*Requirement*. Each entry is to be output as written, so that none is missing.

Extracted records
•••••

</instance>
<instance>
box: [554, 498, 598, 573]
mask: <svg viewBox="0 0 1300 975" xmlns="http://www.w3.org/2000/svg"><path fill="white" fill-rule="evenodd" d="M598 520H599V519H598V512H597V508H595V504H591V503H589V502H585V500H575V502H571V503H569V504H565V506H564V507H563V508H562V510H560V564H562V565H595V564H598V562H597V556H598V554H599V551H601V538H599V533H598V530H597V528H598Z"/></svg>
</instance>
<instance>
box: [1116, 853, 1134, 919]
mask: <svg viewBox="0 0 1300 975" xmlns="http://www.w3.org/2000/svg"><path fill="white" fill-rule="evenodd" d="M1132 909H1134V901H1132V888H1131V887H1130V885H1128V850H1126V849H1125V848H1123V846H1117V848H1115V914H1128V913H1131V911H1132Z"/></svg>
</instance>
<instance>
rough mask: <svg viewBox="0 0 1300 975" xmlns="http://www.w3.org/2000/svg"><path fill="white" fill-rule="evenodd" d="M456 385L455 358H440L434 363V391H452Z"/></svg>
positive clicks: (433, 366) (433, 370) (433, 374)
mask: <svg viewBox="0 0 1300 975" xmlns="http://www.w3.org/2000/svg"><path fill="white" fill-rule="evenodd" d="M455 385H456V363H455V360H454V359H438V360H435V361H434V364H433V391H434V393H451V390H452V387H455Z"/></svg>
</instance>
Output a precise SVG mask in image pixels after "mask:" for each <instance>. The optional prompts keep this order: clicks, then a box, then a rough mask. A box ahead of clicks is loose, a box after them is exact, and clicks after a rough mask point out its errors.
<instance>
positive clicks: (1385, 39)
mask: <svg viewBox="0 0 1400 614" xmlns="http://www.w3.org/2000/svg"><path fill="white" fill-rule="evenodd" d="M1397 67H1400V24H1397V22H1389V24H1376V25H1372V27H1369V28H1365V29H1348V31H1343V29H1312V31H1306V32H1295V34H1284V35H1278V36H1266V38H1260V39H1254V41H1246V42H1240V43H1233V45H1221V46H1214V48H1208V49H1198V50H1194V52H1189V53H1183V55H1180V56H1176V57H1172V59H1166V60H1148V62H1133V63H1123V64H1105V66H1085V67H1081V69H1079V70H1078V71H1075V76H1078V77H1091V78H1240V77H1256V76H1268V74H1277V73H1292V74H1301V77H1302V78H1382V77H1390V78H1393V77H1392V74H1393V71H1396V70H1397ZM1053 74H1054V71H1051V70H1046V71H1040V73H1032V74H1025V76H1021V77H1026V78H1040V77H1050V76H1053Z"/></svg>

•••••

*Output of the task*.
</instance>
<instance>
box: [554, 498, 598, 573]
mask: <svg viewBox="0 0 1300 975" xmlns="http://www.w3.org/2000/svg"><path fill="white" fill-rule="evenodd" d="M598 520H599V519H598V512H597V508H595V504H591V503H589V502H585V500H575V502H571V503H569V504H565V506H564V507H563V508H562V510H560V564H562V565H595V564H598V562H597V556H598V554H599V551H601V538H599V533H598V530H597V528H598Z"/></svg>
</instance>
<instance>
box: [1116, 853, 1134, 919]
mask: <svg viewBox="0 0 1300 975" xmlns="http://www.w3.org/2000/svg"><path fill="white" fill-rule="evenodd" d="M1132 909H1134V901H1132V888H1131V887H1130V885H1128V850H1126V849H1125V848H1123V846H1117V848H1115V914H1128V913H1131V911H1132Z"/></svg>
</instance>
<instance>
rough mask: <svg viewBox="0 0 1300 975" xmlns="http://www.w3.org/2000/svg"><path fill="white" fill-rule="evenodd" d="M456 385L455 358H440L434 363V391H452Z"/></svg>
positive clicks: (433, 366) (433, 370) (433, 374)
mask: <svg viewBox="0 0 1300 975" xmlns="http://www.w3.org/2000/svg"><path fill="white" fill-rule="evenodd" d="M455 385H456V363H455V360H454V359H438V360H435V361H434V364H433V391H434V393H451V390H452V387H455Z"/></svg>
</instance>
Output a precise SVG mask in image pixels after "mask:" for each <instance>. The optional prompts keep this order: clicks, then a box, then a rough mask. A box ahead of clicks is loose, a box after them is exact, and clicks after a rough mask point out its errors.
<instance>
positive clicks: (1385, 39)
mask: <svg viewBox="0 0 1400 614" xmlns="http://www.w3.org/2000/svg"><path fill="white" fill-rule="evenodd" d="M1397 67H1400V24H1397V22H1389V24H1376V25H1372V27H1369V28H1365V29H1348V31H1343V29H1312V31H1306V32H1295V34H1284V35H1278V36H1266V38H1260V39H1254V41H1246V42H1240V43H1233V45H1221V46H1214V48H1208V49H1198V50H1194V52H1189V53H1183V55H1180V56H1176V57H1172V59H1166V60H1148V62H1133V63H1123V64H1105V66H1085V67H1081V69H1079V70H1078V71H1075V76H1078V77H1091V78H1240V77H1256V76H1268V74H1277V73H1292V74H1301V77H1302V78H1382V77H1390V78H1393V77H1392V74H1393V71H1396V70H1397ZM1053 74H1054V71H1051V70H1046V71H1040V73H1032V74H1025V76H1021V77H1026V78H1040V77H1050V76H1053Z"/></svg>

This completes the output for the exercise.